-- Begin Provided information --

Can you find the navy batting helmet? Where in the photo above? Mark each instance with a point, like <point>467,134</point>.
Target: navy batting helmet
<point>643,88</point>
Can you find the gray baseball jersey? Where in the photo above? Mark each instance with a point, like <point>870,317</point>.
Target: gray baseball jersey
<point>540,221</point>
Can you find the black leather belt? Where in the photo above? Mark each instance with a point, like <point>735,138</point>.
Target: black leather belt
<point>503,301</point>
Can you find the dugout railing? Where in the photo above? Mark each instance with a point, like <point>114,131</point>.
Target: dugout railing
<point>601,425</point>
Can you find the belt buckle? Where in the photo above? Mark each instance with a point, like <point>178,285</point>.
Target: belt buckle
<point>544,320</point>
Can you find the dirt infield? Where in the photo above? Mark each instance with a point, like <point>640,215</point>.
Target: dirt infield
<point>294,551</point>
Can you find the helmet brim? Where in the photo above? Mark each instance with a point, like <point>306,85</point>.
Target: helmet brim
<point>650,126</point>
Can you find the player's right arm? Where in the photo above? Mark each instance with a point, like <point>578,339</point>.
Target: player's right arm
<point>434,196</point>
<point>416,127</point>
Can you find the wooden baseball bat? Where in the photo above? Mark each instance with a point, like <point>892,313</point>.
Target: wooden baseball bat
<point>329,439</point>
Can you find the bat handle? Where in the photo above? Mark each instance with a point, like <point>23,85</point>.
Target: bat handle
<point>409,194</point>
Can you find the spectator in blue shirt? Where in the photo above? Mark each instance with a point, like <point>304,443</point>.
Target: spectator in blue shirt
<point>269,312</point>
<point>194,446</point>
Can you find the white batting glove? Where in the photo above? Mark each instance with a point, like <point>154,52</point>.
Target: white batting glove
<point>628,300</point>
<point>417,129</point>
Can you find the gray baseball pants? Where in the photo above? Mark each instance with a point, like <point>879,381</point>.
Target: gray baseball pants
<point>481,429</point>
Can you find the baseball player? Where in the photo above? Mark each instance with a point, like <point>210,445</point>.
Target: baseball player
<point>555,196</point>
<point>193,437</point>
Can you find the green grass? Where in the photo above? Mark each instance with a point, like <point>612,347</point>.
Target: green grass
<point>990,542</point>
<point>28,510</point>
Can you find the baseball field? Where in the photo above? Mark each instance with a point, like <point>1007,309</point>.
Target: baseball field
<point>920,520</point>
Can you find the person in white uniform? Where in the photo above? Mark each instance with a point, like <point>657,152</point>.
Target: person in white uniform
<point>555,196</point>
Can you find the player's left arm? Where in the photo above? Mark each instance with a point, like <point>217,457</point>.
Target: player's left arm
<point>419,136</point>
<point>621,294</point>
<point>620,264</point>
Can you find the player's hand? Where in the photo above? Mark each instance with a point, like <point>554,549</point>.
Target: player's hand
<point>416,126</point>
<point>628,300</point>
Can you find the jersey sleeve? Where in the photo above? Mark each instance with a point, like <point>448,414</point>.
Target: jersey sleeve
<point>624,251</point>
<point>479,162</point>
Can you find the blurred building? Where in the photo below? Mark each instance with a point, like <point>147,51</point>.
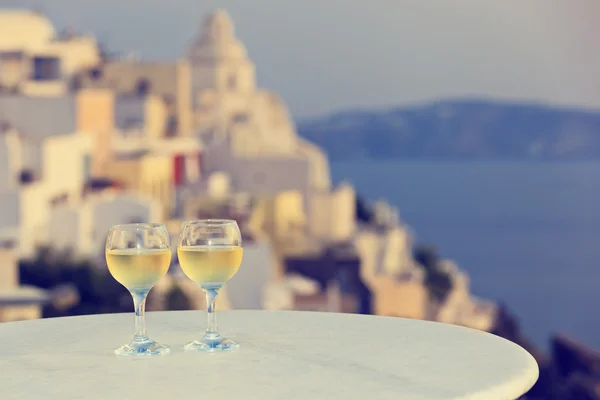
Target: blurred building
<point>16,302</point>
<point>82,227</point>
<point>171,81</point>
<point>35,60</point>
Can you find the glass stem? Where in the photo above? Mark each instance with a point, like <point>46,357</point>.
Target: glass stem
<point>139,302</point>
<point>211,328</point>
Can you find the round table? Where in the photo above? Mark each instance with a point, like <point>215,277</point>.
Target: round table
<point>283,355</point>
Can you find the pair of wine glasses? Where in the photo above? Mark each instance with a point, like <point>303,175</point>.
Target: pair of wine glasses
<point>139,255</point>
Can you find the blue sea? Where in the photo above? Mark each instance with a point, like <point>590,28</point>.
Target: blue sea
<point>528,234</point>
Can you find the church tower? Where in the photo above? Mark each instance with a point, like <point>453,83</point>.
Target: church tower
<point>218,59</point>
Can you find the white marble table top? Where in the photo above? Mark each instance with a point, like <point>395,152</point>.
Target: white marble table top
<point>283,355</point>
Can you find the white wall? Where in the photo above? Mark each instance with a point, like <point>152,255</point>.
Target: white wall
<point>9,210</point>
<point>34,212</point>
<point>245,289</point>
<point>11,158</point>
<point>64,162</point>
<point>39,117</point>
<point>130,111</point>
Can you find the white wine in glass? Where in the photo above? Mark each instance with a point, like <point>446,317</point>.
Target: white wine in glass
<point>210,253</point>
<point>138,256</point>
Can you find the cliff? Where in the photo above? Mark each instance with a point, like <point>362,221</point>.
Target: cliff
<point>459,129</point>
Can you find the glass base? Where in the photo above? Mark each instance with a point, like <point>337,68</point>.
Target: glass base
<point>212,345</point>
<point>143,348</point>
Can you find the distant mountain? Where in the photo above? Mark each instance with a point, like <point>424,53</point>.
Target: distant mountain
<point>459,129</point>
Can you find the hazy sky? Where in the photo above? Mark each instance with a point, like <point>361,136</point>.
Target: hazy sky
<point>326,55</point>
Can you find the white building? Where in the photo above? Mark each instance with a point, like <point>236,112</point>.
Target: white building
<point>83,227</point>
<point>248,131</point>
<point>35,60</point>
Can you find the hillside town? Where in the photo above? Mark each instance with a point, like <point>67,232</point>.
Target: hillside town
<point>88,141</point>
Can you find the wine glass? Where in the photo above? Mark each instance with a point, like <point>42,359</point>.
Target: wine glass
<point>210,253</point>
<point>138,256</point>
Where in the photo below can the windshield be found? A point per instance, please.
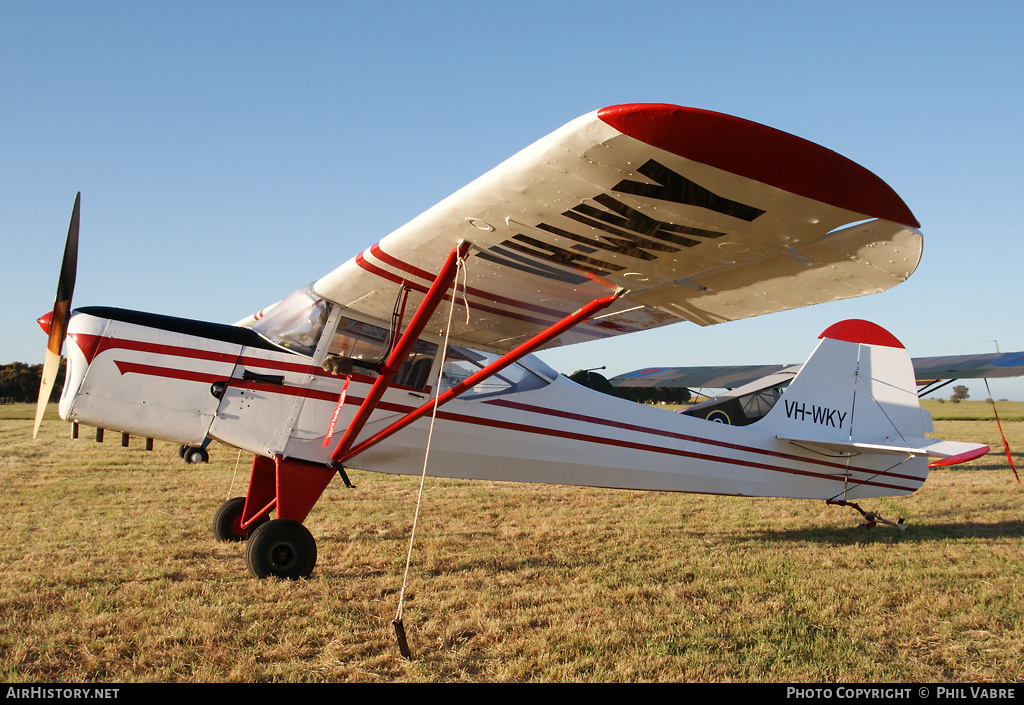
(296, 323)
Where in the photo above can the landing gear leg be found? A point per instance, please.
(227, 522)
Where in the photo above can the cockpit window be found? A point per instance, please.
(462, 363)
(367, 345)
(296, 323)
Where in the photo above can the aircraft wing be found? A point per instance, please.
(969, 367)
(729, 377)
(700, 216)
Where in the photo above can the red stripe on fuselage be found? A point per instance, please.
(332, 397)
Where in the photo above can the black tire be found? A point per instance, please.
(281, 548)
(227, 520)
(195, 456)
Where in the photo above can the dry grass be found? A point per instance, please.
(111, 573)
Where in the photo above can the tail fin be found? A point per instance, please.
(857, 394)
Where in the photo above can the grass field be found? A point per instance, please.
(111, 574)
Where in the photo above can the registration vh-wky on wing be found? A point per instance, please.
(628, 218)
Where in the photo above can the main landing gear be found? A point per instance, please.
(274, 548)
(281, 547)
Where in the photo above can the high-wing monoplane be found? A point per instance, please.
(628, 218)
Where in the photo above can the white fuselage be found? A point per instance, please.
(155, 376)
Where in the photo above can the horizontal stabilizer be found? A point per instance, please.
(948, 452)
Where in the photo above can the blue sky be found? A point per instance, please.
(228, 153)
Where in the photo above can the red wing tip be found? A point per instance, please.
(44, 321)
(761, 153)
(962, 457)
(861, 332)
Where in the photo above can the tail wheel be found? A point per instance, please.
(195, 456)
(281, 548)
(227, 521)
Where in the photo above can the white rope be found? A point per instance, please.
(230, 488)
(426, 456)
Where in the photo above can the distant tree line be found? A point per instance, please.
(19, 382)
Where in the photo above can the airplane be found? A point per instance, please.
(630, 217)
(754, 389)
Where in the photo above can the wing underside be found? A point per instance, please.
(699, 216)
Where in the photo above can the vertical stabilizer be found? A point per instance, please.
(857, 392)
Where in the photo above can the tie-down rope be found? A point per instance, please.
(399, 628)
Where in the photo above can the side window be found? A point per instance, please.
(365, 342)
(462, 363)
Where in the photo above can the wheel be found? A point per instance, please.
(195, 456)
(281, 548)
(227, 520)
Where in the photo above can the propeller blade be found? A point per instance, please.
(57, 326)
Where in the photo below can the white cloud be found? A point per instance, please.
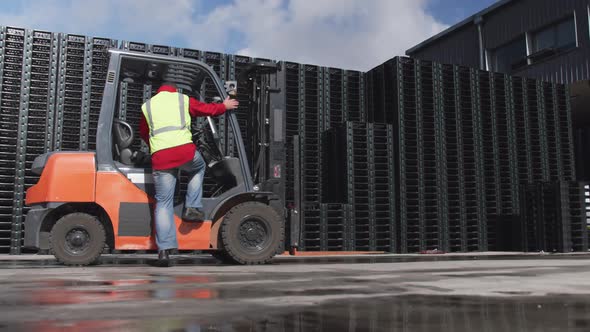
(353, 34)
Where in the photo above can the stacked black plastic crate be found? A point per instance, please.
(73, 80)
(358, 179)
(12, 48)
(310, 129)
(293, 73)
(37, 115)
(382, 187)
(407, 151)
(471, 151)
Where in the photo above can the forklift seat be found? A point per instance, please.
(123, 138)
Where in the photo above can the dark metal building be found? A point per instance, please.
(542, 39)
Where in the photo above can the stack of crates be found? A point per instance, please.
(334, 112)
(292, 73)
(12, 49)
(334, 227)
(358, 185)
(72, 107)
(411, 213)
(311, 227)
(37, 114)
(310, 129)
(354, 96)
(554, 217)
(382, 185)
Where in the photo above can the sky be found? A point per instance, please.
(350, 34)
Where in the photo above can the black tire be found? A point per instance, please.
(252, 233)
(223, 257)
(77, 239)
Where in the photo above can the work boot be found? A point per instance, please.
(193, 214)
(164, 258)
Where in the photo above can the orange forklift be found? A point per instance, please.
(86, 201)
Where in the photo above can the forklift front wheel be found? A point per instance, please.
(252, 233)
(77, 239)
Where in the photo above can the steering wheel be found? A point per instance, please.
(123, 136)
(203, 139)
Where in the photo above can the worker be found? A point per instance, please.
(165, 127)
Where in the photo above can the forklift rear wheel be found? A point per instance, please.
(222, 256)
(252, 233)
(77, 239)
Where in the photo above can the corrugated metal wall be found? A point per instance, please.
(461, 48)
(513, 20)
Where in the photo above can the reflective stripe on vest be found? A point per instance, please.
(162, 120)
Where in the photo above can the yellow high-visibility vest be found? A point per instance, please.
(168, 117)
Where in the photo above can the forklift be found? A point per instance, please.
(86, 201)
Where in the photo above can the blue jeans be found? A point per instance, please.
(165, 183)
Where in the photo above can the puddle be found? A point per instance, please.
(405, 313)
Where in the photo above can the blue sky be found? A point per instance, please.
(353, 34)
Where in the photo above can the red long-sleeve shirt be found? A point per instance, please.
(178, 155)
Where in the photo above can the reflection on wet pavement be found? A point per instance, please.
(409, 313)
(295, 295)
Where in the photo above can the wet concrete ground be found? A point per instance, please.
(376, 293)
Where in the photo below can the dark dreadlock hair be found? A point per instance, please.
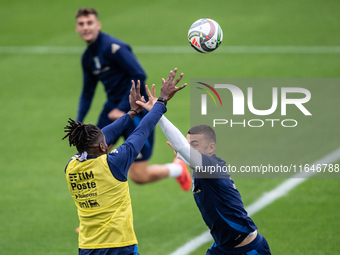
(81, 135)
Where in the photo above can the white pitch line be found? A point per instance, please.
(177, 49)
(261, 203)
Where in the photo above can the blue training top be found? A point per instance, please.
(221, 206)
(112, 62)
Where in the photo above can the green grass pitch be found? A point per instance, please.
(39, 92)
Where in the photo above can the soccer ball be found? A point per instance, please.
(205, 35)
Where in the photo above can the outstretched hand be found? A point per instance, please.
(152, 98)
(135, 96)
(169, 89)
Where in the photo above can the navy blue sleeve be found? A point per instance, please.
(121, 158)
(130, 64)
(114, 130)
(89, 86)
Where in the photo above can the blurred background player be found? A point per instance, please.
(112, 62)
(215, 193)
(97, 179)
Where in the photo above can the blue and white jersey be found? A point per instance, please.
(221, 206)
(112, 62)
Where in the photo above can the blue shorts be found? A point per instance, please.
(146, 151)
(259, 246)
(127, 250)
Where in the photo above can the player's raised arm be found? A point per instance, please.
(133, 145)
(114, 130)
(168, 90)
(176, 138)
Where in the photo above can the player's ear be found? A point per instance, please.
(212, 148)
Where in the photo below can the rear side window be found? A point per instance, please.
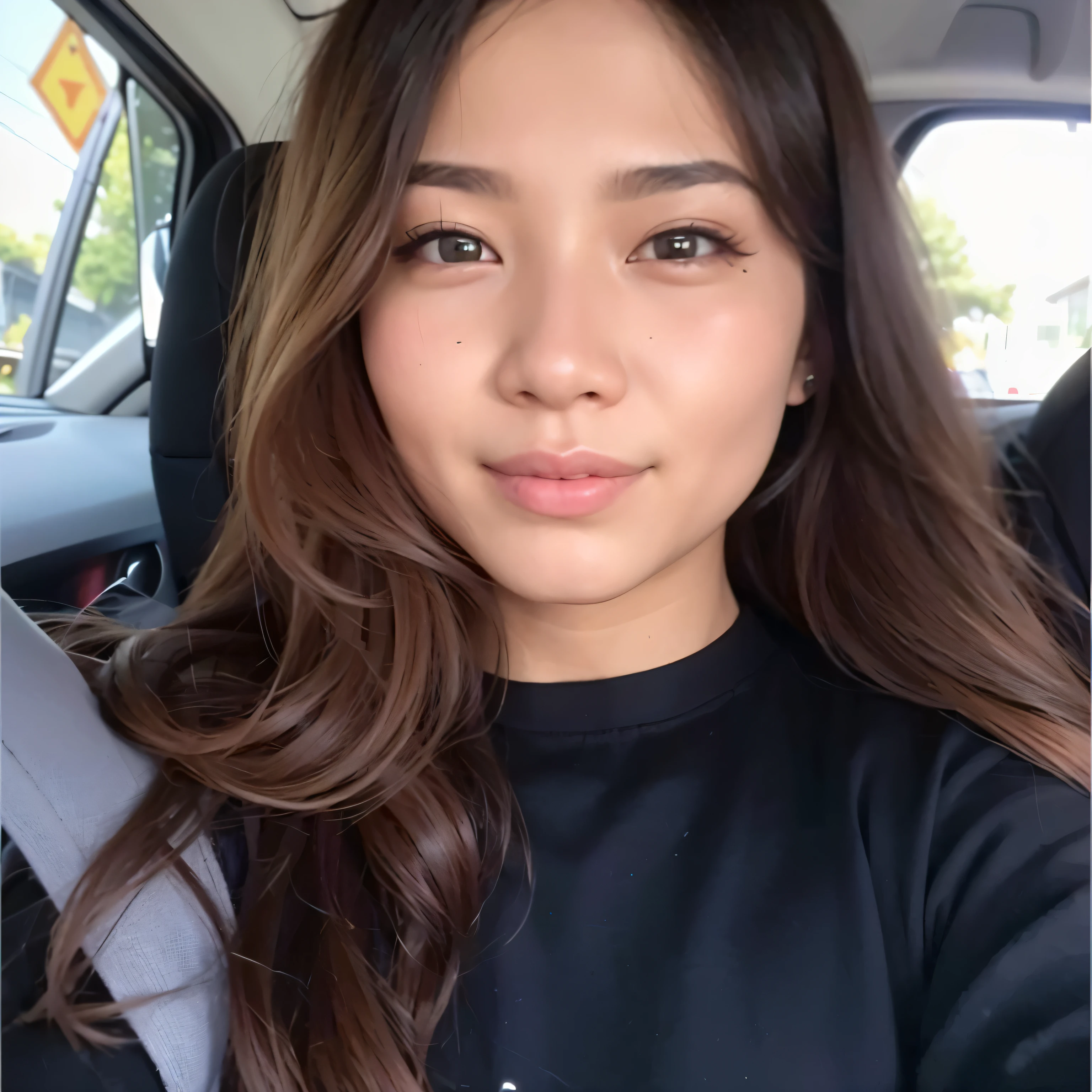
(1004, 210)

-- End Provided information --

The exercise
Rescale the items from the line containing "Can you find the white marble" through the line containing "<point>130,111</point>". Rewrite every line, including the ones that ask for points. Multiply each point coordinate in the answers by 2 and round to whole numbers, halves up, leaving the asking lines and their sample points unchanged.

Response to this task
Can you find the white marble table top? Where in the photo above? Mark each instance with a point, like <point>395,152</point>.
Target: white marble table top
<point>566,710</point>
Can you find the white wall? Where in the photo above? Mark each instance with a point, like <point>152,255</point>.
Target: white wall
<point>18,420</point>
<point>68,424</point>
<point>490,578</point>
<point>22,316</point>
<point>128,324</point>
<point>78,234</point>
<point>260,222</point>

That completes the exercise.